Items from a dataset

========

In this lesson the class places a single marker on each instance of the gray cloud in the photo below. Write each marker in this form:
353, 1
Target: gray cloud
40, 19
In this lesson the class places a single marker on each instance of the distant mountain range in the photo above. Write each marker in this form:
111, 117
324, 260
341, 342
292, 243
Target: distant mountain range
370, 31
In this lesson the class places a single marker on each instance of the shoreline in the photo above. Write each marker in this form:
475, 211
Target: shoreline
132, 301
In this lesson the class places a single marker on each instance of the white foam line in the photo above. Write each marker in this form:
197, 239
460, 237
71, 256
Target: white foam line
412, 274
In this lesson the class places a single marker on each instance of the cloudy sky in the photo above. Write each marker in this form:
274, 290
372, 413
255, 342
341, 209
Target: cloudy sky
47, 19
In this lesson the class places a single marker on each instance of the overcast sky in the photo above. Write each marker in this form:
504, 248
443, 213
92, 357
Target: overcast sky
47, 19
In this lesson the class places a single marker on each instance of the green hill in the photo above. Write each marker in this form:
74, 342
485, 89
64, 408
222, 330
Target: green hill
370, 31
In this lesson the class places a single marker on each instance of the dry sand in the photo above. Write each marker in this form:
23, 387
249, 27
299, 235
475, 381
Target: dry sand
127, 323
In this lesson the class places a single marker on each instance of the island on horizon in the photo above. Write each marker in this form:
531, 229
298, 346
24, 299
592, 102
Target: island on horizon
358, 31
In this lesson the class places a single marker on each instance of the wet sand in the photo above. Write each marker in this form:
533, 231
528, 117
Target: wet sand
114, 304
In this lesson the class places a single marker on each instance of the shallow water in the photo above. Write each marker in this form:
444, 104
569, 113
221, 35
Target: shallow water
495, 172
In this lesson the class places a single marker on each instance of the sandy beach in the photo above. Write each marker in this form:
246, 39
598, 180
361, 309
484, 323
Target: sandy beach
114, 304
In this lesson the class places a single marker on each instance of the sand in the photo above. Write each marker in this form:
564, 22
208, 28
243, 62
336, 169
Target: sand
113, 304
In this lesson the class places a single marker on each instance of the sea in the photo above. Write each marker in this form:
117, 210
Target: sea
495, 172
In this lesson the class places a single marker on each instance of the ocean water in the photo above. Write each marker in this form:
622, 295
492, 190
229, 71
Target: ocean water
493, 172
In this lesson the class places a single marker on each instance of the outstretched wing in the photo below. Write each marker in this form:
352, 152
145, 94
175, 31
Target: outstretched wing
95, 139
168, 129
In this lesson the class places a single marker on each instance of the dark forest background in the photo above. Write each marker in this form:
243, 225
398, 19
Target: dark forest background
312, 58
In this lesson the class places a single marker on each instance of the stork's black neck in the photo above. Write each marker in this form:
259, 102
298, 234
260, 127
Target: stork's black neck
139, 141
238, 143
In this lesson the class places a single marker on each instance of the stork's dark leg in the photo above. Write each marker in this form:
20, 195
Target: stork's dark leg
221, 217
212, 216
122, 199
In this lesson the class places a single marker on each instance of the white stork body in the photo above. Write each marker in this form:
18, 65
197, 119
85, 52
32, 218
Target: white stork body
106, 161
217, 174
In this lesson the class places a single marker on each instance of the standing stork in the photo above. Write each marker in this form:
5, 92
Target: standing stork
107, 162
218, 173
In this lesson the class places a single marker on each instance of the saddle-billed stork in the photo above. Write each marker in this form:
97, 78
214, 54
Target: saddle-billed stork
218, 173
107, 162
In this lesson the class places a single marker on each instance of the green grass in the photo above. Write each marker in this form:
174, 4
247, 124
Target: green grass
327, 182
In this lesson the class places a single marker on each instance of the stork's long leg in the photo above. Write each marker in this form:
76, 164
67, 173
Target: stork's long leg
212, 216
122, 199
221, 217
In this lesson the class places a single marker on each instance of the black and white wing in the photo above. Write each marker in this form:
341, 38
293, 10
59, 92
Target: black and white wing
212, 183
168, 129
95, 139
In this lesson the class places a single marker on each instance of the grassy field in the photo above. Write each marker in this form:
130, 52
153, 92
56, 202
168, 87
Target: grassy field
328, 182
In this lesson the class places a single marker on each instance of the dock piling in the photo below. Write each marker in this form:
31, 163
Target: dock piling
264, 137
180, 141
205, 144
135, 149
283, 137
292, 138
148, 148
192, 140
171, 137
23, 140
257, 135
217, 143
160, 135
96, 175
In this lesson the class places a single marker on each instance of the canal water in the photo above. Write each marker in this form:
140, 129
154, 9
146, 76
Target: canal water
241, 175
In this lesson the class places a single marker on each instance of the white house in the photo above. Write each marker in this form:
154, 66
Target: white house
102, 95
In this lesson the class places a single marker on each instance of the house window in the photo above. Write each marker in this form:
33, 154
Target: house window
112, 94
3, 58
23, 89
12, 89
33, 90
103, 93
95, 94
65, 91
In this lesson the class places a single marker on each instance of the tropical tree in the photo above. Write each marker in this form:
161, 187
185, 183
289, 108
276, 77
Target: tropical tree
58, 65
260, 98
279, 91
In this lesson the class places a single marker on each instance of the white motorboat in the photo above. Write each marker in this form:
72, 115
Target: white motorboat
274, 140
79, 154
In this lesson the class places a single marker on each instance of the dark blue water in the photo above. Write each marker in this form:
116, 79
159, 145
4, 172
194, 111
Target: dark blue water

========

An exact copy of every entry above is the expected answer.

In this lesson the class places a single marker on each instance of the gray cloud in the photo below. Write each marker in this form:
353, 1
Target: gray cloud
40, 19
In this lesson the class places a single marker on each instance of the distant mountain range in the photo above. Write each marker in this form:
111, 117
324, 260
341, 342
292, 243
Target: distant mountain range
370, 31
In this lesson the class places a single marker on each instance of the shoreline in the photo above. Write each marker in this form:
475, 211
Target: shoreline
132, 301
In this lesson the class places a single marker on each instance of the white foam line in the photo above. Write each marker in this form:
197, 239
460, 237
71, 256
Target: white foam line
412, 274
In this lesson the class places a single marker on each instance of the cloudy sky in the photo above. Write each marker in this form:
274, 290
372, 413
255, 342
341, 209
Target: cloudy sky
47, 19
In this lesson the class places a single marker on each instance of the overcast sky in the photo above. Write each marker in this form:
504, 248
443, 213
92, 357
Target: overcast sky
47, 19
In this lesson the class places a single marker on each instance of the green hill in the photo above. Write each marker in this form:
74, 342
485, 89
64, 408
222, 330
Target: green hill
370, 31
In this lesson the class places a single marker on each instance of the dry sand in the photo above. Write each marker in this form:
23, 387
249, 27
299, 235
475, 381
Target: dry sand
127, 323
In this lesson the class places a single marker on each instance of the island on horizon in the photo above. Write each marker in this form:
531, 229
298, 346
24, 299
592, 102
Target: island on horizon
358, 31
In this lesson the class places a single marker on each instance of the wet sand in the photo above. Write each marker in this form:
533, 231
528, 117
Target: wet sand
114, 304
In this lesson the class places a single marker on each instance of the shallow water in the photo above. Write each marker in this form:
444, 104
569, 113
221, 35
Target: shallow water
495, 172
In this lesson the class places a single marker on each instance of the sandy beach in the photo above. Write each marker in this form:
246, 39
598, 180
361, 309
484, 323
Target: sandy beach
114, 304
In this lesson the class places a single marker on each instance of the sand in the photo above. Write each marker in this form:
564, 22
208, 28
243, 62
336, 169
Target: sand
113, 304
In this lesson the class places a single marker on each instance of the sea in the photo above. Write each marker in this form:
117, 210
Target: sea
495, 172
In this lesson the class places a single marker on each instance of the ocean water in the photo above. Write each marker in this form:
622, 295
492, 190
229, 71
Target: ocean water
493, 172
In this lesson the class places a single marker on each instance of the outstretched wing in the photo below. Write each marker in this form:
352, 152
145, 94
175, 31
Target: outstretched wing
95, 139
168, 129
In this lesson the class places a single marker on each instance of the dark forest background in the photo above. Write each marker in this form:
243, 225
398, 19
Target: dark forest background
312, 58
In this lesson the class places a single marker on each instance of the stork's black neck in the photo above. Write each marker in this form:
259, 102
298, 234
260, 127
Target: stork's black neck
139, 141
238, 143
In this lesson the class places a single marker on each instance of the stork's dark leg in the photo above. Write each marker in this form:
20, 195
Target: stork's dark leg
221, 217
212, 216
122, 199
In this lesson the class places a single marker on each instance of the white stork body in the photo above. Write each marker in this form:
18, 65
197, 119
85, 52
32, 218
Target: white stork body
106, 161
217, 174
In this lesson the class places a single marker on each instance of the standing stork in the photo above. Write each marker in this form:
5, 92
Target: standing stork
107, 162
218, 173
In this lesson the class places a single marker on each instance of the saddle-billed stork in the photo above. Write each marker in this form:
97, 78
214, 54
Target: saddle-billed stork
218, 173
107, 162
In this lesson the class places a single marker on each instance of the green grass in the photo above. Write each marker in this form:
174, 4
247, 124
Target: green grass
327, 182
In this lesson the class places a single marker on each instance of the stork's long leg in the photo above. Write each marker in this form:
76, 164
67, 173
Target: stork's long leg
212, 216
122, 199
221, 217
In this lesson the class places a single marker on each instance of the black and white wing in the photo above. Write each marker in this form:
341, 38
293, 10
59, 92
Target: black and white wing
212, 183
168, 129
95, 139
In this lesson the class places a single marker on each instance of the grassy field in the photo above. Write each marker in this form:
130, 52
153, 92
56, 202
168, 87
Target: grassy field
328, 182
In this lesson the class places a single marker on each instance of the dock piling in the photo below. Write each marker in this form:
31, 163
Target: dock piling
264, 137
180, 141
205, 144
135, 149
283, 137
292, 138
148, 148
192, 140
171, 137
23, 140
257, 135
217, 143
160, 135
96, 175
In this lesson the class places a single marker on each instance of the canal water in the photo above. Write each marker in this form:
140, 129
154, 9
146, 76
Target: canal water
241, 175
In this lesson the class places a single marker on each instance of the white house in the photo above. Write each marker in this form:
154, 66
Target: white house
102, 95
In this lesson the class places a single marker on each instance of the house window in the photo above. Write each marker in this form:
33, 154
Target: house window
112, 94
3, 58
23, 89
12, 89
33, 90
103, 93
95, 94
65, 91
In this lesson the class places a single marker on each instance of the tropical tree in the photo above. Write each marker in this form:
161, 187
185, 183
289, 108
276, 77
Target: tropical tree
58, 65
260, 98
279, 91
In this lesson the class places a single marker on each instance of the white motorboat in the photo above. Write each marker in this form:
72, 115
Target: white motorboat
274, 140
79, 154
In this lesson the class places a single marker on each instance of the dark blue water in the photo above. Write each marker in this form:
116, 79
159, 145
4, 172
194, 111
Target: dark blue water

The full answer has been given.